• _Page extract_
'''

In this case the Court observed that the diet prescribed by Dr. Aykroyd formed only one element of the living‑wage calculation. The Court further noted that the clothing and residence standards set out in the Tripartite resolution, while suitable for a need‑based minimum wage, had to be broadened when assessing a living wage. Moreover, the Court stated that determining the monetary value of a living wage required inclusion of such requirements as good education for children, some amusement and expenditures for self‑development. The Court emphasized that these items could not be easily expressed in monetary terms, that they varied over time, and that they tended to expand as the national economy grew and prosperity increased for the nation and for each specific industry.

The Court then expressed its view, based on the material presented, that even the highest average wage of Rs. 370‑11 nP shown by the appellant for clerical staff fell far short of the living‑wage standard. It observed that, to decide whether an employer had introduced a living wage, it was normally necessary to examine the wage structure applicable to the entire relevant class of workers. The Court recalled that the entitlement to bonus is based on the contribution of the whole working class to the employer’s profits and held that it would be unfair and unreasonable to single out a few cases where higher wages might be paid and to grant those cases immunity from bonus liability. In the absence of special circumstances, the Court considered that the most straightforward method was to take the average wages paid to the whole relevant working class.

'''

Entries from a data source:
'''

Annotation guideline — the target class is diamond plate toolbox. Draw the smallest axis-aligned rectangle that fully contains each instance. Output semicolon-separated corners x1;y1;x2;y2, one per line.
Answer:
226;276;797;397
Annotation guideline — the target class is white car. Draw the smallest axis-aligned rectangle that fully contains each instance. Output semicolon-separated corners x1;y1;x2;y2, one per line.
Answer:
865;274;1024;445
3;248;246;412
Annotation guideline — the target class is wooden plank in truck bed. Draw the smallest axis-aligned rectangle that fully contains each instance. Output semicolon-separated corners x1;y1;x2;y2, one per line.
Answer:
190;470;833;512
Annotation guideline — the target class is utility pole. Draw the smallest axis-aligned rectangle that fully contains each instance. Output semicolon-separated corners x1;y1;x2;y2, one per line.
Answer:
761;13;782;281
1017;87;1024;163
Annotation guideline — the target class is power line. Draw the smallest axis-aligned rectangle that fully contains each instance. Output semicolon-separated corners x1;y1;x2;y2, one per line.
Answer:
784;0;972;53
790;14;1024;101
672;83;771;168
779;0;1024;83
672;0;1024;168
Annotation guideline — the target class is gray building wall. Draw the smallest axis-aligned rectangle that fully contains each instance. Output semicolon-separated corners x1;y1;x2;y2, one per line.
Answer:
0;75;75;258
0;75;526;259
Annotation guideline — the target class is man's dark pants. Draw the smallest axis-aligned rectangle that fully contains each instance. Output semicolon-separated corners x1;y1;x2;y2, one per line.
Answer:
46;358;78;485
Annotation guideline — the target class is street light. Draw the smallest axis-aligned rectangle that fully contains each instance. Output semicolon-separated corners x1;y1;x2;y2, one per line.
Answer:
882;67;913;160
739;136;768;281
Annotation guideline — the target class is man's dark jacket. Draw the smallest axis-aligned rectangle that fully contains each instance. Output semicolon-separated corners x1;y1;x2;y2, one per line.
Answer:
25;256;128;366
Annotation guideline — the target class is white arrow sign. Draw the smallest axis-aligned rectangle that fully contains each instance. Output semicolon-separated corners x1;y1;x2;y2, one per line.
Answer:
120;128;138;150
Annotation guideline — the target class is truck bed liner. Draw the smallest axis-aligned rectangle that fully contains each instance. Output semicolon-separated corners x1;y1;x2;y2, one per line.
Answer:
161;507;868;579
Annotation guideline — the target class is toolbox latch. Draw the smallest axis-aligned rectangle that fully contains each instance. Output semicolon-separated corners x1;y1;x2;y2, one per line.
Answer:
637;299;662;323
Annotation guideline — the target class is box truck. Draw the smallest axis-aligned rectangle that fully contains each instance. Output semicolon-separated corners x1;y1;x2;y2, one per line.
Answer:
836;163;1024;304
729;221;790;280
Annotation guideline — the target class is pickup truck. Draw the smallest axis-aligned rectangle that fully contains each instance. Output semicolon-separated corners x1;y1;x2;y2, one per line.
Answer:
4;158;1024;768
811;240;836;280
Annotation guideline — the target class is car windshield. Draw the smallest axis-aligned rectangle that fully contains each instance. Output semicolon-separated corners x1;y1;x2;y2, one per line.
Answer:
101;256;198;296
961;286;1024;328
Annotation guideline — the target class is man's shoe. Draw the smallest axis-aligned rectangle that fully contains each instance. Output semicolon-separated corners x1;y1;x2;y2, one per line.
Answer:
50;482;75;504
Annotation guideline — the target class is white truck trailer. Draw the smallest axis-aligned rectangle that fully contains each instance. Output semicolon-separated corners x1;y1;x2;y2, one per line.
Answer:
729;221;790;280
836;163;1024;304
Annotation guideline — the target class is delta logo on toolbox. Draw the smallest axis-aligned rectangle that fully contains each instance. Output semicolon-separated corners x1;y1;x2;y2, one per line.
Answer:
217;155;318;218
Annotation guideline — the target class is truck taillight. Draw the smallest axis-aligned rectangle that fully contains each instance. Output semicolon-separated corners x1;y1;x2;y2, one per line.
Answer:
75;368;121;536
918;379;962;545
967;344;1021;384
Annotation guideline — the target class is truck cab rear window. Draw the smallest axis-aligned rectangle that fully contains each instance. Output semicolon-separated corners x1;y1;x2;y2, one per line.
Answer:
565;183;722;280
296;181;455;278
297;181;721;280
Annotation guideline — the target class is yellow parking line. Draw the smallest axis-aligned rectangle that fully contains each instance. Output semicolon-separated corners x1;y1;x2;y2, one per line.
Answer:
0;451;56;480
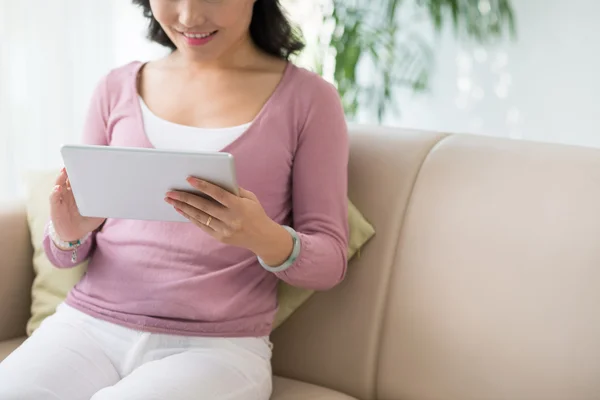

'''

• _Written task 1_
Decide whether each statement agrees with the living-wage passage, answering yes or no and quoting the words that settle it: (a) The Court treated the diet prescribed by Dr. Aykroyd as only one element of the living-wage calculation. (b) The Court found that the highest average wage shown for clerical staff met the living-wage standard. (c) The Court held it reasonable to single out a few higher-paid cases and exempt them from bonus liability.
• _Written task 2_
Extend the living-wage passage with one further paragraph that picks up after its final sentence.
These entries are separate material, unrelated to the living-wage passage.

• _Task result 1_
(a) Yes: "the diet prescribed by Dr. Aykroyd formed only one element of the living‑wage calculation."
(b) No: "even the highest average wage of Rs. 370‑11 nP shown by the appellant for clerical staff fell far short of the living‑wage standard."
(c) No: "it would be unfair and unreasonable to single out a few cases where higher wages might be paid and to grant those cases immunity from bonus liability."

• _Task result 2_
However, the Court found it unnecessary to pursue that line of inquiry further or to issue a definitive ruling on it, because, as already indicated, even when the clerical category was taken—the category with the highest average wage of Rs. 370.11 nP—the Court had no hesitation in concluding that this average remained well below the living‑wage benchmark. The Court noted that while this average was considerably above the need‑based minimum and might be placed in the medium range of a fair wage, that fact itself demonstrated its inadequacy relative to the living‑wage standard. In the same manner, the Court observed that an average of Rs. 273.65 nP for operatives, and an overall average of Rs. 301.16 nP for operatives and clerical staff taken together, could be regarded as a wage structure that exceeded the need‑based minimum and approximated the lower level of a fair wage. Yet, when the constituent elements of a living wage were considered, the Court concluded that these averages fell short of the living‑wage standard.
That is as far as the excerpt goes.